----- Working data

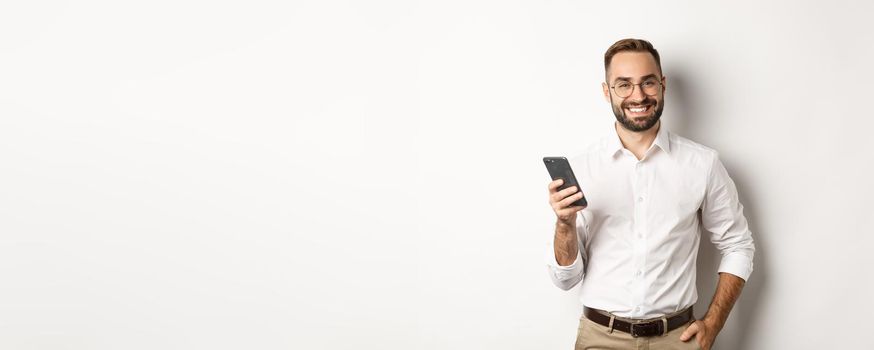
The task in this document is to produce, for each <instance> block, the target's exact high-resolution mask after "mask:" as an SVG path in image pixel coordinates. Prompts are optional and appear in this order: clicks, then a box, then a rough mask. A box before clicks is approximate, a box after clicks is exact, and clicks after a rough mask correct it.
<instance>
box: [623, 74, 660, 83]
mask: <svg viewBox="0 0 874 350" xmlns="http://www.w3.org/2000/svg"><path fill="white" fill-rule="evenodd" d="M649 78H658V75H655V74H648V75H644V76H642V77H640V80H641V81H643V80H647V79H649ZM620 80H621V81H631V78H629V77H617V78H616V79H613V81H614V82H617V81H620Z"/></svg>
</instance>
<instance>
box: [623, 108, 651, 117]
mask: <svg viewBox="0 0 874 350" xmlns="http://www.w3.org/2000/svg"><path fill="white" fill-rule="evenodd" d="M651 111H652V105H645V106H629V107H627V108H625V114H626V115H628V116H629V117H634V116H643V115H646V114H648V113H650V112H651Z"/></svg>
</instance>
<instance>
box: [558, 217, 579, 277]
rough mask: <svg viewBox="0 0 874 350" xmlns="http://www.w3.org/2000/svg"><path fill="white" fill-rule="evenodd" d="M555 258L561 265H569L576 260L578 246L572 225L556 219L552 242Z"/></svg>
mask: <svg viewBox="0 0 874 350" xmlns="http://www.w3.org/2000/svg"><path fill="white" fill-rule="evenodd" d="M553 250H554V251H555V260H556V261H557V262H558V264H559V265H561V266H569V265H571V264H573V263H574V261H575V260H577V256H578V255H580V254H579V253H580V248H579V245H578V244H577V232H576V228H575V227H574V226H570V225H568V224H566V223H563V222H561V221H558V222H556V223H555V237H554V242H553Z"/></svg>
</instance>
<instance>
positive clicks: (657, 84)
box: [640, 79, 662, 96]
mask: <svg viewBox="0 0 874 350" xmlns="http://www.w3.org/2000/svg"><path fill="white" fill-rule="evenodd" d="M640 86H641V88H643V93H645V94H647V95H650V96H653V95H658V93H659V91H660V90H661V88H662V85H661V84H659V82H658V81H657V80H654V79H651V80H647V81H645V82H643V84H640Z"/></svg>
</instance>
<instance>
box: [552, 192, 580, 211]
mask: <svg viewBox="0 0 874 350" xmlns="http://www.w3.org/2000/svg"><path fill="white" fill-rule="evenodd" d="M568 189H570V188H568ZM580 198H583V193H582V192H577V193H575V194H572V195H570V196H568V197H567V198H565V199H562V200H561V201H559V202H558V207H559V209H563V208H565V207H567V206H569V205H571V204H573V203H574V202H576V201H578V200H579V199H580Z"/></svg>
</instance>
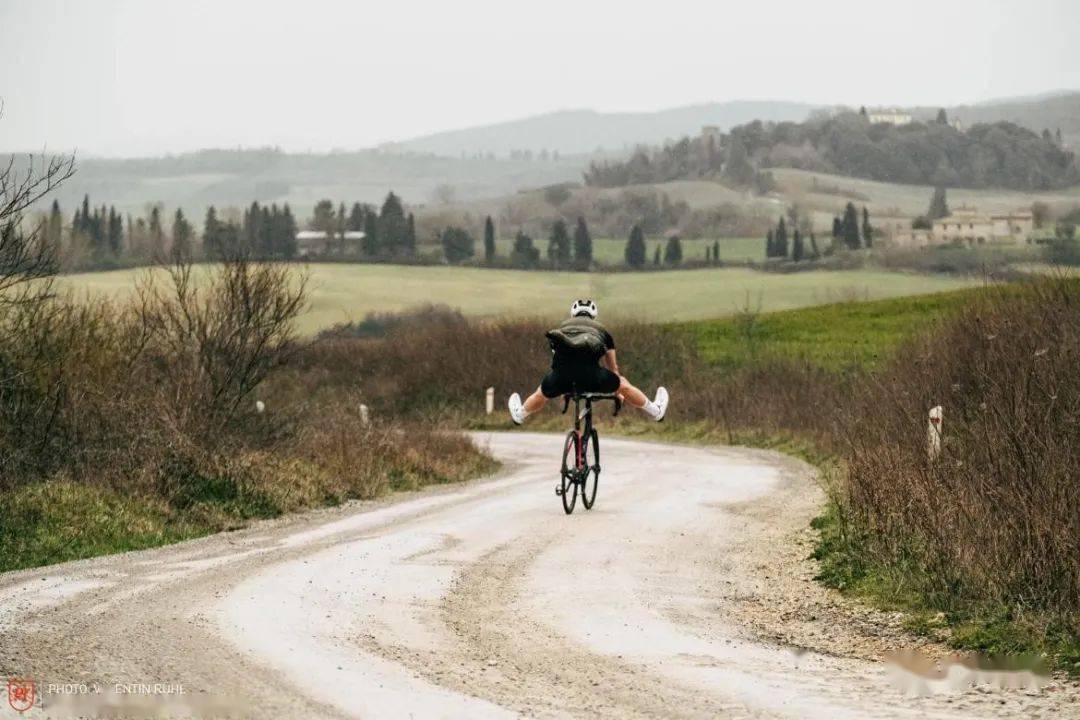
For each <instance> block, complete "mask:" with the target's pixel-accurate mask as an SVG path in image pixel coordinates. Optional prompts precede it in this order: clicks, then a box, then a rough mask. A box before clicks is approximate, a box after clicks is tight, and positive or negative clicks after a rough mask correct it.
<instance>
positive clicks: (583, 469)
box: [555, 392, 622, 515]
mask: <svg viewBox="0 0 1080 720" xmlns="http://www.w3.org/2000/svg"><path fill="white" fill-rule="evenodd" d="M570 400H573V430H571V431H570V432H569V433H567V435H566V443H565V445H564V446H563V467H562V479H561V481H559V484H558V485H557V486H556V487H555V494H557V495H559V497H561V498H562V499H563V510H564V511H565V512H566V514H567V515H569V514H570V513H572V512H573V506H575V505H576V504H577V502H578V492H579V490H580V492H581V502H582V504H584V506H585V510H592V508H593V504H594V503H595V502H596V489H597V486H598V485H599V479H600V440H599V436H598V435H597V434H596V429H595V427H593V402H595V400H613V402H615V412H613V413H612V417H613V416H617V415H619V410H621V409H622V400H621V399H620V398H619V396H618V395H609V394H604V393H578V392H575V393H568V394H567V395H565V396H564V397H563V413H564V415H565V413H566V411H567V409H569V407H570ZM582 403H584V406H585V407H584V409H582V407H581V404H582ZM590 445H591V446H592V451H593V464H592V465H589V464H586V462H585V459H586V458H588V457H589V448H590ZM571 463H572V466H571ZM590 478H591V479H592V481H591V483H590Z"/></svg>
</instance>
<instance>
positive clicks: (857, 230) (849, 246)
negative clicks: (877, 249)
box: [840, 203, 861, 250]
mask: <svg viewBox="0 0 1080 720" xmlns="http://www.w3.org/2000/svg"><path fill="white" fill-rule="evenodd" d="M840 233H841V235H842V239H843V244H845V245H847V246H848V247H849V248H851V249H853V250H858V249H859V248H860V246H861V244H860V241H859V212H858V210H855V205H854V203H848V204H847V205H846V206H845V208H843V219H842V220H840Z"/></svg>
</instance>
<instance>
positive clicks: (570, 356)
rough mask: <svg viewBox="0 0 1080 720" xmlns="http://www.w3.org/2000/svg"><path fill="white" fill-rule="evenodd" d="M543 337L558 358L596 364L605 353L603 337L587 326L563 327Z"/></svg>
mask: <svg viewBox="0 0 1080 720" xmlns="http://www.w3.org/2000/svg"><path fill="white" fill-rule="evenodd" d="M544 337H545V338H548V342H550V343H551V349H552V350H553V351H554V352H555V354H556V355H558V356H559V357H568V358H575V359H580V361H592V362H596V361H598V359H599V358H600V357H603V356H604V353H606V352H607V344H605V342H604V336H603V335H602V334H600V331H599V330H597V329H596V328H595V327H590V326H589V325H563V326H561V327H556V328H555V329H554V330H548V332H545V334H544Z"/></svg>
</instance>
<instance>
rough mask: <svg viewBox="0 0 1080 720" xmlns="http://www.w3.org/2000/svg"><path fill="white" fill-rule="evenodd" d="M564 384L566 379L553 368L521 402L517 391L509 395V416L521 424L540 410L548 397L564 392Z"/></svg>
mask: <svg viewBox="0 0 1080 720" xmlns="http://www.w3.org/2000/svg"><path fill="white" fill-rule="evenodd" d="M565 384H566V379H565V378H564V377H562V376H561V375H559V373H558V372H556V371H555V370H552V371H551V372H549V373H548V375H545V376H544V378H543V380H541V381H540V386H539V388H537V389H536V391H535V392H534V393H532V394H531V395H529V396H528V397H526V398H525V402H524V403H522V400H521V397H518V395H517V393H514V394H513V395H511V397H510V417H511V418H513V420H514V422H515V423H517V424H518V425H519V424H522V423H523V422H525V419H526V418H528V417H529V416H530V415H532V413H534V412H539V411H540V410H542V409H543V406H544V405H546V404H548V400H549V399H551V398H552V397H558V396H559V395H562V394H563V393H564V392H566V390H565V388H564V385H565Z"/></svg>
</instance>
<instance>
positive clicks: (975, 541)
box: [838, 279, 1080, 633]
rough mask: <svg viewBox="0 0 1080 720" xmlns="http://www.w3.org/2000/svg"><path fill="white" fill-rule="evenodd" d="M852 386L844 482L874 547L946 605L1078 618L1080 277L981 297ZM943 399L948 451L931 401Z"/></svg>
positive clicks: (862, 522)
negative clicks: (848, 435) (858, 384)
mask: <svg viewBox="0 0 1080 720" xmlns="http://www.w3.org/2000/svg"><path fill="white" fill-rule="evenodd" d="M983 298H984V299H982V300H980V301H977V302H975V303H974V304H972V305H971V307H970V308H969V309H968V310H966V311H964V312H962V313H961V314H960V315H959V316H958V317H957V318H956V320H955V321H951V322H949V323H948V324H946V325H945V326H944V327H943V328H942V329H941V330H940V331H939V332H936V334H935V335H933V336H931V337H927V338H922V339H920V340H918V341H916V342H913V343H912V344H910V345H909V347H908V348H906V349H905V350H904V351H902V352H900V353H899V354H897V356H896V359H895V362H894V363H893V365H892V366H891V367H890V368H889V369H888V370H887V371H886V372H883V373H882V375H881V376H880V377H873V378H867V379H866V380H865V381H864V382H863V383H861V384H860V386H859V388H858V392H855V393H854V394H853V395H852V400H853V403H854V407H853V409H852V416H853V417H854V418H856V419H858V422H854V423H851V425H849V426H848V432H849V433H850V445H849V450H848V452H847V459H848V465H849V472H848V473H847V475H846V477H845V479H843V481H842V483H841V484H840V486H839V487H838V495H839V500H840V501H841V506H842V510H843V511H845V513H846V515H847V518H848V520H849V521H850V524H851V525H852V526H853V527H854V528H855V529H856V531H858V532H860V533H862V535H861V542H862V543H863V545H864V547H865V552H866V554H867V557H869V558H873V559H875V560H876V561H878V562H880V563H882V565H887V566H889V565H891V566H893V567H905V566H908V567H910V568H914V570H915V572H914V573H913V574H912V576H914V578H918V579H920V580H921V581H923V582H924V583H926V585H927V587H926V588H924V590H926V592H927V593H928V594H930V596H931V597H933V598H934V599H935V600H936V601H937V602H940V603H941V604H942V606H944V607H956V606H957V604H960V603H964V602H969V603H971V602H975V603H977V602H984V603H988V604H989V603H996V604H998V606H1002V607H1005V608H1008V609H1009V610H1010V612H1014V613H1017V614H1020V615H1023V614H1024V613H1026V612H1030V611H1036V612H1044V613H1045V612H1049V613H1053V614H1057V615H1059V616H1061V617H1063V619H1070V620H1066V622H1067V623H1069V624H1070V625H1069V626H1070V627H1071V629H1072V631H1074V633H1076V631H1077V630H1078V629H1080V623H1078V617H1080V505H1078V504H1077V502H1076V499H1077V497H1080V475H1078V474H1077V468H1078V467H1080V312H1078V309H1080V284H1077V283H1076V282H1069V281H1065V280H1057V279H1051V280H1045V281H1040V282H1038V283H1035V284H1031V285H1028V286H1026V287H1023V288H1022V289H1021V290H1018V291H1017V290H1016V289H1009V288H1005V289H998V290H995V291H991V293H989V294H988V295H986V296H983ZM935 405H942V406H944V408H945V425H944V426H945V444H944V450H943V453H942V456H941V458H940V459H939V460H937V461H931V460H930V459H929V458H928V454H927V449H926V444H927V430H926V427H927V420H926V417H927V410H928V408H930V407H933V406H935Z"/></svg>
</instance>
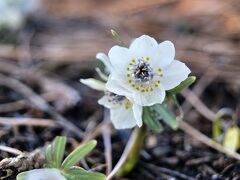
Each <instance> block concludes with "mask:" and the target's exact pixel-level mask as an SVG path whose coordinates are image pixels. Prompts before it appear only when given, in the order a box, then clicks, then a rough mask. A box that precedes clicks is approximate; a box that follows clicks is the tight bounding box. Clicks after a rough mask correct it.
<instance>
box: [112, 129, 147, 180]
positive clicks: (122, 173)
mask: <svg viewBox="0 0 240 180" xmlns="http://www.w3.org/2000/svg"><path fill="white" fill-rule="evenodd" d="M146 131H147V128H146V126H145V125H143V126H142V127H141V128H138V127H136V128H135V130H134V131H133V133H132V135H131V137H130V139H129V142H128V144H127V146H126V148H125V150H124V153H125V152H126V151H127V152H126V157H125V161H124V163H123V164H122V166H121V167H120V169H119V170H118V171H117V174H116V175H117V177H123V176H125V175H126V174H128V173H129V172H131V171H132V169H133V168H134V167H135V165H136V164H137V162H138V159H139V155H140V151H141V149H142V146H143V142H144V139H145V135H146Z"/></svg>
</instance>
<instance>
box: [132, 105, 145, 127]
mask: <svg viewBox="0 0 240 180" xmlns="http://www.w3.org/2000/svg"><path fill="white" fill-rule="evenodd" d="M132 109H133V115H134V117H135V119H136V121H137V125H138V127H141V126H142V112H143V107H142V106H139V105H137V104H133V107H132Z"/></svg>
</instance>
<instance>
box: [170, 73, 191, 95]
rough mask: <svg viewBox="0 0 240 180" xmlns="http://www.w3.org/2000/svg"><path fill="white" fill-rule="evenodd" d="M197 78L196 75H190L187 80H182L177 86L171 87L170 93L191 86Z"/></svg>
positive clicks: (175, 91) (177, 90)
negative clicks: (190, 85)
mask: <svg viewBox="0 0 240 180" xmlns="http://www.w3.org/2000/svg"><path fill="white" fill-rule="evenodd" d="M195 80H196V77H195V76H189V77H188V78H187V79H186V80H184V81H183V82H181V83H180V84H179V85H178V86H177V87H175V88H173V89H170V90H168V91H167V93H168V94H177V93H179V92H181V91H182V90H183V89H185V88H186V87H188V86H190V85H191V84H192V83H194V82H195Z"/></svg>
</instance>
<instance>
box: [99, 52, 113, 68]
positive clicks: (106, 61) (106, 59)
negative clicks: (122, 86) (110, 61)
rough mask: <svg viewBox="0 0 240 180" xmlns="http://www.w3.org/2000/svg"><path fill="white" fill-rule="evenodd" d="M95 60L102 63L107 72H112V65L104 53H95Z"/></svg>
mask: <svg viewBox="0 0 240 180" xmlns="http://www.w3.org/2000/svg"><path fill="white" fill-rule="evenodd" d="M96 59H99V60H100V61H102V63H103V64H104V65H105V66H106V69H107V70H108V71H109V72H112V69H113V67H112V64H111V62H110V60H109V58H108V56H107V55H106V54H104V53H97V55H96Z"/></svg>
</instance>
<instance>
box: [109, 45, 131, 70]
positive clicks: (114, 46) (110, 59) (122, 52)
mask: <svg viewBox="0 0 240 180" xmlns="http://www.w3.org/2000/svg"><path fill="white" fill-rule="evenodd" d="M108 57H109V59H110V63H111V64H112V66H113V69H114V70H113V71H116V72H118V74H125V73H126V70H127V65H128V63H129V62H130V61H131V59H132V56H131V54H130V51H129V49H127V48H125V47H120V46H113V47H112V48H111V49H110V51H109V53H108Z"/></svg>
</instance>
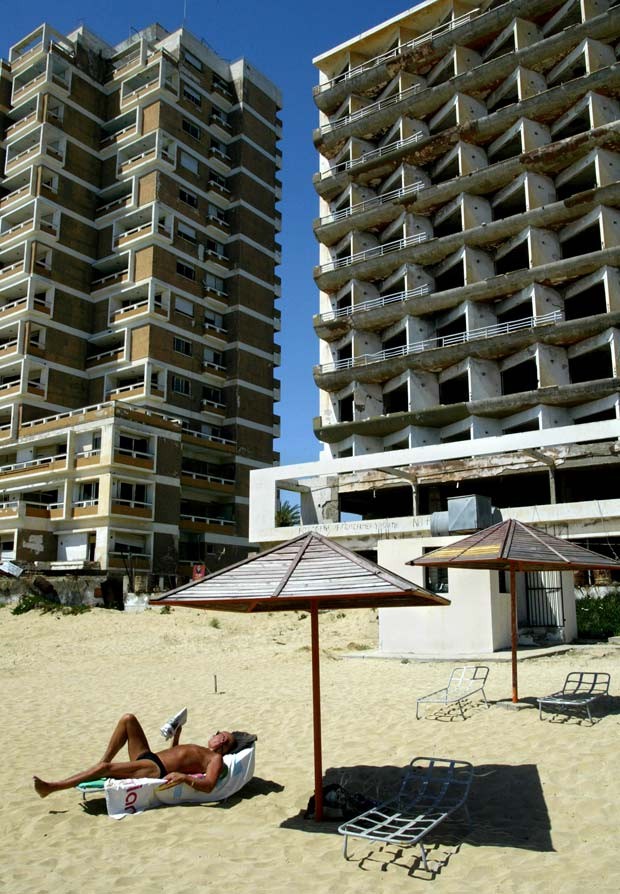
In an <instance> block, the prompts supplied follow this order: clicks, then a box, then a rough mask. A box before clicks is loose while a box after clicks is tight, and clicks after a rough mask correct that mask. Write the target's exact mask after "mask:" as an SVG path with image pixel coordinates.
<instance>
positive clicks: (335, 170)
mask: <svg viewBox="0 0 620 894" xmlns="http://www.w3.org/2000/svg"><path fill="white" fill-rule="evenodd" d="M425 136H426V134H425V133H424V132H423V131H421V130H416V132H415V133H413V134H411V136H409V137H406V138H405V139H404V140H396V141H395V142H394V143H388V144H387V146H380V147H379V148H378V149H371V150H370V152H366V153H364V155H360V156H359V158H353V159H349V160H348V161H341V162H340V163H339V164H337V165H334V166H333V167H331V168H329V169H328V170H326V171H321V175H320V176H321V180H325V179H326V178H327V177H333V175H334V174H339V173H340V172H341V171H350V170H351V169H352V168H355V167H357V166H358V165H361V164H365V163H366V162H367V161H376V160H377V159H379V158H382V157H383V156H384V155H389V153H390V152H395V151H396V150H397V149H403V148H404V147H405V146H410V145H413V144H414V143H419V142H420V140H422V139H424V137H425Z"/></svg>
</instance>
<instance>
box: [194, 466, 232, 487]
mask: <svg viewBox="0 0 620 894" xmlns="http://www.w3.org/2000/svg"><path fill="white" fill-rule="evenodd" d="M181 477H183V478H193V479H194V481H205V482H206V483H207V484H228V485H233V484H234V483H235V481H234V478H218V476H217V475H205V474H203V473H202V472H190V471H188V470H187V469H181Z"/></svg>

----------

**Task item:** State the number of lines above that contain the word "positive", giving only the number.

**Task solution:** 12